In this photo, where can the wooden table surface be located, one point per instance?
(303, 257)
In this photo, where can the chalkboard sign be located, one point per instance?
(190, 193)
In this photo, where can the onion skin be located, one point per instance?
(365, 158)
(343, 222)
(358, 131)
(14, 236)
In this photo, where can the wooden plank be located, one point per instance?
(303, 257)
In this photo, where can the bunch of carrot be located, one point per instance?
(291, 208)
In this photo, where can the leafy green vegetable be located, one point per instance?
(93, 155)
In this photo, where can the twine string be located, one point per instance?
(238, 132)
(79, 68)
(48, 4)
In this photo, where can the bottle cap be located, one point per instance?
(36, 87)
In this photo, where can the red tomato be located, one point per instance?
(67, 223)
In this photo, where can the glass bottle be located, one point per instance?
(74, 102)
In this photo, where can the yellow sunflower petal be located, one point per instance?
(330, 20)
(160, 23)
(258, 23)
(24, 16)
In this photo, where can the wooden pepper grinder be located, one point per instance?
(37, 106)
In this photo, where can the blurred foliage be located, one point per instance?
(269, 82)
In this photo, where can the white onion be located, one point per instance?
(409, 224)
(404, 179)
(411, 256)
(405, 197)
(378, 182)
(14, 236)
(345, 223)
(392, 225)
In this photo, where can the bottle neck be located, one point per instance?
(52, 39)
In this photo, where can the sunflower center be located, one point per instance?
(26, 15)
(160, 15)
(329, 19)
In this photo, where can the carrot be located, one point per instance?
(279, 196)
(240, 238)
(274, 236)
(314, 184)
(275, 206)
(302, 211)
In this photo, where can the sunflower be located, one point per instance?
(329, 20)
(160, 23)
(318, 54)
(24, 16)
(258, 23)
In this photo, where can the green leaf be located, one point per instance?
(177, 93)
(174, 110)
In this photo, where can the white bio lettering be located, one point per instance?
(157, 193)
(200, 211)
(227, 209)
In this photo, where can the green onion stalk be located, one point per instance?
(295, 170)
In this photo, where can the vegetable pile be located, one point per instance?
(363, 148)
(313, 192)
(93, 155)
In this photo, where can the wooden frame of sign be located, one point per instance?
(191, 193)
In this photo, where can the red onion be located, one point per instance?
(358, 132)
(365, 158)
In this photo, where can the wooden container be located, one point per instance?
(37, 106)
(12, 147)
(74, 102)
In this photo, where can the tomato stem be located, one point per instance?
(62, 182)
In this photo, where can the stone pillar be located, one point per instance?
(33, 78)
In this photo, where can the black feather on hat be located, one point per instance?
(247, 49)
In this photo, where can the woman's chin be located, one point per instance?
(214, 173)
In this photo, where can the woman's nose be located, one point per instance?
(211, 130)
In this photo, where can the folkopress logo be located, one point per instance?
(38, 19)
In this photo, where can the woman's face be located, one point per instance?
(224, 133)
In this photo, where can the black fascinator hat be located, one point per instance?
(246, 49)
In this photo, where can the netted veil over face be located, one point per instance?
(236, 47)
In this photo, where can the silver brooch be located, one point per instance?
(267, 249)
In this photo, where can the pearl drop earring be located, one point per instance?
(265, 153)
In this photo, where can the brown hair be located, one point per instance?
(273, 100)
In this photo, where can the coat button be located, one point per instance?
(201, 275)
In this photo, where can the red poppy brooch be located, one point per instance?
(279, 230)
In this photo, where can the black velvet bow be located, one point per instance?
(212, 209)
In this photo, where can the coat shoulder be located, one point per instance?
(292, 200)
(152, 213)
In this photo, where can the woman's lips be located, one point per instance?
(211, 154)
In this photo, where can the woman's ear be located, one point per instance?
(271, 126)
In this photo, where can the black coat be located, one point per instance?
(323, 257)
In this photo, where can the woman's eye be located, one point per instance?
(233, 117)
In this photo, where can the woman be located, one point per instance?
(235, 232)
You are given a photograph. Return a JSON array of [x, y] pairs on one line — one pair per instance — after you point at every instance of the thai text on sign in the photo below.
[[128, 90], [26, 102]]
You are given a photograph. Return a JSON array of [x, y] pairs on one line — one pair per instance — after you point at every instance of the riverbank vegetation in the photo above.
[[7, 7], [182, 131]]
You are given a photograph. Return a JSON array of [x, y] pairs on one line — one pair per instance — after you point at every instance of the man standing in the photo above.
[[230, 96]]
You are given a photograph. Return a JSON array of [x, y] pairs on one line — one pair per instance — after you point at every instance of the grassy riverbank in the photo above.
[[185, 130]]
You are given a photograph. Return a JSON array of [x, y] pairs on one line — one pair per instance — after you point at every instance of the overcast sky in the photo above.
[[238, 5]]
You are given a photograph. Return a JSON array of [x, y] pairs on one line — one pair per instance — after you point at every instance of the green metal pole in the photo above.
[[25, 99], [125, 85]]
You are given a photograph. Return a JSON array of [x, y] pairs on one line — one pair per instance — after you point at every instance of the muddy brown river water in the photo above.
__________
*Aim of the exercise*: Transcribe the listing above in full, word for word.

*Answer space*:
In this photo, where can the wooden table surface be located, one point per instance?
(303, 257)
In this photo, where can the chalkboard sign be located, one point per instance?
(190, 193)
In this photo, where can the onion skin be located, one point per instance?
(365, 158)
(343, 222)
(358, 131)
(14, 236)
In this photo, where can the wooden plank be located, one point per instance?
(303, 257)
In this photo, where can the bunch of carrot be located, one point per instance?
(291, 208)
In this photo, where can the leafy green vegetable be located, one point per instance?
(93, 155)
In this photo, where can the twine string be located, one point per instance?
(238, 132)
(79, 68)
(48, 4)
In this photo, where can the bottle cap be located, one point per instance?
(36, 87)
In this photo, where can the red tomato be located, one point per instance?
(67, 223)
In this photo, where can the glass bottle be located, one point per instance?
(74, 102)
In this photo, where can the yellow sunflower petal be located, one point per instance?
(330, 20)
(160, 23)
(258, 23)
(24, 16)
In this photo, where can the wooden pepper grinder be located, one point per instance?
(37, 106)
In this photo, where can the blurred foliage be located, one point per instance?
(269, 82)
In this photo, where can the white onion be located, one point per instance?
(409, 224)
(404, 179)
(411, 256)
(405, 197)
(378, 182)
(14, 236)
(345, 223)
(392, 225)
In this photo, where can the bottle neck be located, one point per instance?
(52, 39)
In this photo, where can the sunflower center be located, one point per instance?
(26, 15)
(160, 15)
(329, 19)
In this photo, where can the carrot be located, one point per instance?
(279, 196)
(240, 238)
(274, 236)
(314, 184)
(275, 206)
(302, 211)
In this photo, where can the sunflower be located, one point per instance?
(329, 20)
(160, 23)
(318, 54)
(24, 16)
(258, 23)
In this photo, where can the green leaf be located, one point per instance?
(177, 93)
(174, 110)
In this photo, where can the white bio lettering be located, one point per instance?
(157, 193)
(200, 211)
(227, 209)
In this photo, where can the green onion stalk be located, one point per instance?
(295, 170)
In this photo, where can the vegetable pile be located, one point per instance?
(363, 148)
(313, 192)
(93, 155)
In this photo, where can the wooden frame of sign be located, one point per instance?
(191, 193)
In this photo, where can the red onion be located, one point per instance?
(358, 132)
(365, 158)
In this photo, where can the wooden container be located, one point per instance?
(37, 106)
(12, 147)
(74, 102)
In this photo, where can the tomato stem be located, one point per instance?
(62, 182)
In this photo, where can the stone pillar be located, one point per instance?
(33, 78)
In this photo, where can the black feather on hat be located, one point per instance?
(247, 49)
In this photo, where can the woman's chin be located, one point per instance?
(214, 173)
In this photo, where can the woman's nose be located, one point per instance?
(211, 130)
In this photo, where can the folkopress logo be located, one point per instance?
(38, 19)
In this photo, where can the woman's face be located, one point per instance?
(224, 133)
In this photo, where can the black fascinator hat be located, one point per instance?
(246, 49)
In this photo, where can the netted veil over face be located, one point per instance?
(236, 47)
In this photo, where can the silver brooch be located, one point per instance?
(267, 249)
In this photo, where can the pearl drop earring be located, one point per instance?
(265, 153)
In this photo, where can the brown hair be located, one point per instance?
(273, 100)
In this photo, where can the coat button be located, one point per instance?
(201, 275)
In this photo, where can the red poppy brooch be located, one point per instance?
(279, 230)
In this photo, where can the black velvet bow be located, one point per instance?
(212, 209)
In this photo, where can the coat shoulder be located, one point per instance?
(292, 200)
(152, 213)
In this photo, where can the woman's lips be located, one point per instance?
(211, 154)
In this photo, where can the woman's ear be located, one point per instance?
(271, 126)
In this photo, where can the black coat be located, one point per instance?
(323, 257)
In this photo, where can the woman's eye be located, one point per instance?
(233, 117)
In this photo, where can the woman be located, one point per instance?
(235, 232)
You are given a photograph. Return a JSON array of [x, y] pairs on one line — one pair per instance — after you point at every instance of the thai text on sign in the photo below.
[[128, 90], [26, 102]]
You are given a photograph. Return a JSON array of [x, y] pairs on one line — one pair per instance — after you point at every instance of the riverbank vegetation in the photo above.
[[7, 7], [182, 131]]
You are given a photograph. Return a JSON array of [x, y] pairs on one line — one pair per instance — after you point at every instance of the man standing in the photo above.
[[230, 96]]
You are given a photograph. Return a JSON array of [x, y] pairs on one line — one pair per instance — after you point at every instance of the grassy riverbank in the photo above.
[[185, 130]]
You are given a photograph. Return a JSON array of [x, y] pairs on one line — one pair per instance — after you point at every instance of the overcast sky in the photo above.
[[238, 5]]
You are given a photograph. Return a JSON array of [x, y] pairs on one line — one pair per instance — after you point at every instance of the green metal pole in the photo above.
[[25, 99], [125, 85]]
You are given a photograph. Return a JSON array of [x, y] pairs on one line — one pair per instance — after you point at every instance of the muddy brown river water in the photo above.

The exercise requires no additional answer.